→ Written request: With the pictures left out, write out exactly the lines from the one containing "Could you identify the vegetation" through the end.

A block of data
--------------------

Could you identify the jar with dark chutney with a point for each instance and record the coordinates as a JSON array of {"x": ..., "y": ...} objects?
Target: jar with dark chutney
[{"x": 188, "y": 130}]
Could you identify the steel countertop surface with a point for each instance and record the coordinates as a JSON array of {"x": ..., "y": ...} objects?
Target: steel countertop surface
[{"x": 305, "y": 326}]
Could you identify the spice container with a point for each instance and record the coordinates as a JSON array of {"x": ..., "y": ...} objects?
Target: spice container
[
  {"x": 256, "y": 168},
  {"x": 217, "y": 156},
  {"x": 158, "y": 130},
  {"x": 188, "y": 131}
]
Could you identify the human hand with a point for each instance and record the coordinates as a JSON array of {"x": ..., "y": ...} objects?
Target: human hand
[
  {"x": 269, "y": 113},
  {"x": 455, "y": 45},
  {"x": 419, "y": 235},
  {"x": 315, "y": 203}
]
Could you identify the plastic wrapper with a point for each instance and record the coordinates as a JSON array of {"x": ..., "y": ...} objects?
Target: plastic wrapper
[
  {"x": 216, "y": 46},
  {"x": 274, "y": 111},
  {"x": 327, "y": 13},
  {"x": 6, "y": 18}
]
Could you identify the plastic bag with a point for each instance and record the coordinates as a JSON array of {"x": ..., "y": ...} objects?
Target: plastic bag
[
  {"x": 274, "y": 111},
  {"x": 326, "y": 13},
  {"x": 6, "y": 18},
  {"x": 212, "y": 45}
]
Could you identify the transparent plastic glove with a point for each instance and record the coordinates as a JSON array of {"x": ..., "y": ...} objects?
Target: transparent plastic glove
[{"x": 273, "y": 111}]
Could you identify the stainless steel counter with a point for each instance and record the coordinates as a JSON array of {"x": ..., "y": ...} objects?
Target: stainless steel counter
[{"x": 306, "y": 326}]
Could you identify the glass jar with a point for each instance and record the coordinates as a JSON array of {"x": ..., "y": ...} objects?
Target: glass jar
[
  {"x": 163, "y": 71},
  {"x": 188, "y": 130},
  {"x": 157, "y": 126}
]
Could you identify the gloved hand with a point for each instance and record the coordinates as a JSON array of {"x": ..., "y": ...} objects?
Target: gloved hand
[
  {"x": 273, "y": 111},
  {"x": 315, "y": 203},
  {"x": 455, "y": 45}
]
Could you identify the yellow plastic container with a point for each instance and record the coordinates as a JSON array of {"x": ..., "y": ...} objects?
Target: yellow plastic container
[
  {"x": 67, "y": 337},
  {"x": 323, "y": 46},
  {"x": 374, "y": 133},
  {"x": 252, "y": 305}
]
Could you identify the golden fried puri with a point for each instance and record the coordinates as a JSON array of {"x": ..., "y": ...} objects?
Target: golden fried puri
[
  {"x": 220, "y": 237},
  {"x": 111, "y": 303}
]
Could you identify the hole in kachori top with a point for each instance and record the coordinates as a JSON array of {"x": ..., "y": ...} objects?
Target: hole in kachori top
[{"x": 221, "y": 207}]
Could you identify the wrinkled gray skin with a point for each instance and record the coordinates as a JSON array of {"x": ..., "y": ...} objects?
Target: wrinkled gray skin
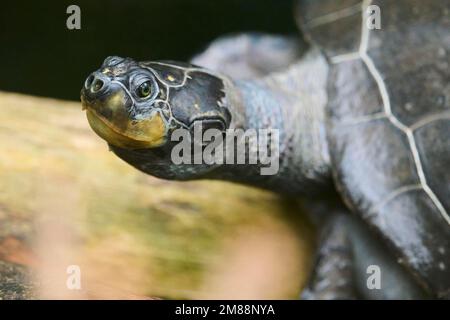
[{"x": 364, "y": 111}]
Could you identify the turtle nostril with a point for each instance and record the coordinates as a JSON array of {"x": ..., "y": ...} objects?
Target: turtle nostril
[{"x": 97, "y": 85}]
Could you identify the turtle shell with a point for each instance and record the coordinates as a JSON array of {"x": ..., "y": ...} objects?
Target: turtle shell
[{"x": 389, "y": 122}]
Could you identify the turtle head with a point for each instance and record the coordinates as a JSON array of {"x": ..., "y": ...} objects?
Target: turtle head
[{"x": 136, "y": 106}]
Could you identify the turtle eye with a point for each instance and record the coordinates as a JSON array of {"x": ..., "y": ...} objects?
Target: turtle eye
[{"x": 144, "y": 90}]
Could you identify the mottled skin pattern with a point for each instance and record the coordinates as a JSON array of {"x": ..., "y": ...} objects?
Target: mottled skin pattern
[{"x": 369, "y": 111}]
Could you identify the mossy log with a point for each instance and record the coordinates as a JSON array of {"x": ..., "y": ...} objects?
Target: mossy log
[{"x": 65, "y": 200}]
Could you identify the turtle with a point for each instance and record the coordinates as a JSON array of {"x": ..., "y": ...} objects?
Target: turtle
[{"x": 361, "y": 112}]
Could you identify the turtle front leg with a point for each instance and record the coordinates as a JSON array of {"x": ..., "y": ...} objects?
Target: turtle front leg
[{"x": 352, "y": 263}]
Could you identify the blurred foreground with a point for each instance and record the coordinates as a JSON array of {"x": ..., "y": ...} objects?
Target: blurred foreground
[{"x": 65, "y": 200}]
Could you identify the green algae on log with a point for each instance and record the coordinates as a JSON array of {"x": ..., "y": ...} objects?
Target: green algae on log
[{"x": 65, "y": 200}]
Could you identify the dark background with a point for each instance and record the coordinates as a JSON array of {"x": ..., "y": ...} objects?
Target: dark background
[{"x": 40, "y": 56}]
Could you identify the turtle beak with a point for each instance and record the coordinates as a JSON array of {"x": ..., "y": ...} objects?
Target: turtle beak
[{"x": 107, "y": 104}]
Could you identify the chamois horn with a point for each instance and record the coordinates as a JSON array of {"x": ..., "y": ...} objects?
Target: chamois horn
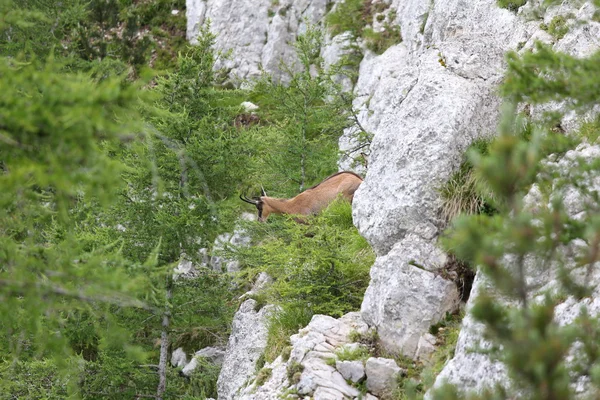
[{"x": 247, "y": 200}]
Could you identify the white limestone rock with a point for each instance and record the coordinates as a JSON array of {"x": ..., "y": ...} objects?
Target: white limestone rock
[
  {"x": 471, "y": 371},
  {"x": 239, "y": 238},
  {"x": 425, "y": 348},
  {"x": 246, "y": 344},
  {"x": 312, "y": 348},
  {"x": 319, "y": 374},
  {"x": 382, "y": 375},
  {"x": 258, "y": 33},
  {"x": 351, "y": 370},
  {"x": 404, "y": 299},
  {"x": 213, "y": 355}
]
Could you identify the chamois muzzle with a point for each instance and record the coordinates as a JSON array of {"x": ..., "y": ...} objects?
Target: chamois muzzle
[{"x": 247, "y": 200}]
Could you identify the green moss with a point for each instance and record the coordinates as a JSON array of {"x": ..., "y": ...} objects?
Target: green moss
[
  {"x": 379, "y": 42},
  {"x": 263, "y": 376},
  {"x": 464, "y": 192},
  {"x": 349, "y": 16},
  {"x": 557, "y": 27},
  {"x": 512, "y": 5},
  {"x": 346, "y": 354}
]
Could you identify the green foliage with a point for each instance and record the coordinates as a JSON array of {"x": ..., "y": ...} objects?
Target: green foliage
[
  {"x": 36, "y": 380},
  {"x": 557, "y": 27},
  {"x": 97, "y": 30},
  {"x": 307, "y": 116},
  {"x": 263, "y": 375},
  {"x": 349, "y": 16},
  {"x": 512, "y": 5},
  {"x": 518, "y": 241},
  {"x": 52, "y": 132},
  {"x": 350, "y": 354},
  {"x": 108, "y": 181},
  {"x": 321, "y": 267},
  {"x": 464, "y": 192},
  {"x": 545, "y": 75}
]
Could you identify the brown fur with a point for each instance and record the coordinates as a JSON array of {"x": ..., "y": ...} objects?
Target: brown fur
[{"x": 314, "y": 199}]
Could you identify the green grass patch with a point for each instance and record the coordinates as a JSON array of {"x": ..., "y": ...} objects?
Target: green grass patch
[
  {"x": 557, "y": 27},
  {"x": 321, "y": 267},
  {"x": 263, "y": 376},
  {"x": 512, "y": 5},
  {"x": 464, "y": 192},
  {"x": 379, "y": 42},
  {"x": 351, "y": 354}
]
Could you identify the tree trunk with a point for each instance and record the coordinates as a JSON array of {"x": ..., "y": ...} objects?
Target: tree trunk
[{"x": 164, "y": 342}]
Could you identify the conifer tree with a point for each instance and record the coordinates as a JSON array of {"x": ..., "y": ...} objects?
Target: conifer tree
[{"x": 526, "y": 240}]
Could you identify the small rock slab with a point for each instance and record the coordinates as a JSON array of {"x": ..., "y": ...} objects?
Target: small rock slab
[
  {"x": 351, "y": 370},
  {"x": 382, "y": 375}
]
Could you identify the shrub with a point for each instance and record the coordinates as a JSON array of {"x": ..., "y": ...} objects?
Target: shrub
[
  {"x": 321, "y": 267},
  {"x": 464, "y": 192},
  {"x": 557, "y": 27},
  {"x": 294, "y": 371},
  {"x": 263, "y": 375},
  {"x": 512, "y": 5}
]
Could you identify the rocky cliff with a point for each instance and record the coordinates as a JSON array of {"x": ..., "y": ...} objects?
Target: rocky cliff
[{"x": 426, "y": 100}]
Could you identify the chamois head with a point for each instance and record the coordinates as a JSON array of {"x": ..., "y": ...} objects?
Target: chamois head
[
  {"x": 312, "y": 200},
  {"x": 263, "y": 210}
]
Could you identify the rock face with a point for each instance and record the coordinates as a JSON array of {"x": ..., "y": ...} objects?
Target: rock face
[
  {"x": 313, "y": 368},
  {"x": 246, "y": 344},
  {"x": 426, "y": 100},
  {"x": 473, "y": 371},
  {"x": 382, "y": 375},
  {"x": 258, "y": 33},
  {"x": 213, "y": 355}
]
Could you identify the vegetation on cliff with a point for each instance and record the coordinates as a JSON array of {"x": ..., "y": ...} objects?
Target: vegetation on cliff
[{"x": 111, "y": 173}]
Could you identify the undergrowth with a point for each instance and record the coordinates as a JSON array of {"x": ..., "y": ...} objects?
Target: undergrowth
[
  {"x": 512, "y": 5},
  {"x": 321, "y": 267},
  {"x": 464, "y": 192}
]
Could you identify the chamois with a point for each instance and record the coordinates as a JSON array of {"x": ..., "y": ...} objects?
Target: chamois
[{"x": 312, "y": 200}]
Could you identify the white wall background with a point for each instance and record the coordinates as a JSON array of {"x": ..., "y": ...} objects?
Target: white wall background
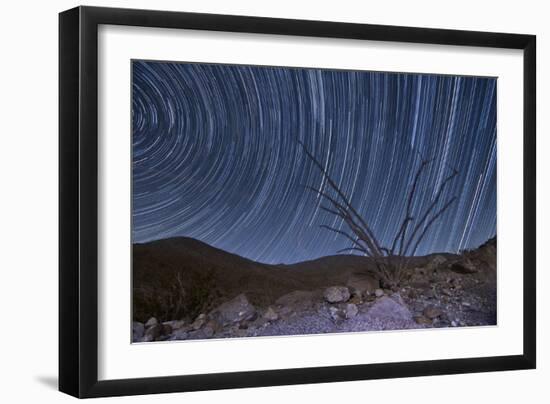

--------------------

→ Task solution:
Could you identify the vegetation on cliff with a point for each instance and record the coordinates as a JSON array of {"x": ..., "y": ...} objects?
Target: vegetation on cliff
[{"x": 111, "y": 173}]
Could you identify the undergrowth with a point for each instance and record the coordinates as a JSON array of {"x": ..., "y": ...} objects?
Target: undergrowth
[
  {"x": 512, "y": 5},
  {"x": 321, "y": 267},
  {"x": 464, "y": 192}
]
Could you identify the chamois with a point for each instance and record the coordinates as a JSON array of {"x": ..., "y": ...} objects?
Target: chamois
[{"x": 312, "y": 200}]
Could you identify the white wall background with a point for each instance and record the coordinates as a JSON array of {"x": ..., "y": ...} objects?
Target: white wall background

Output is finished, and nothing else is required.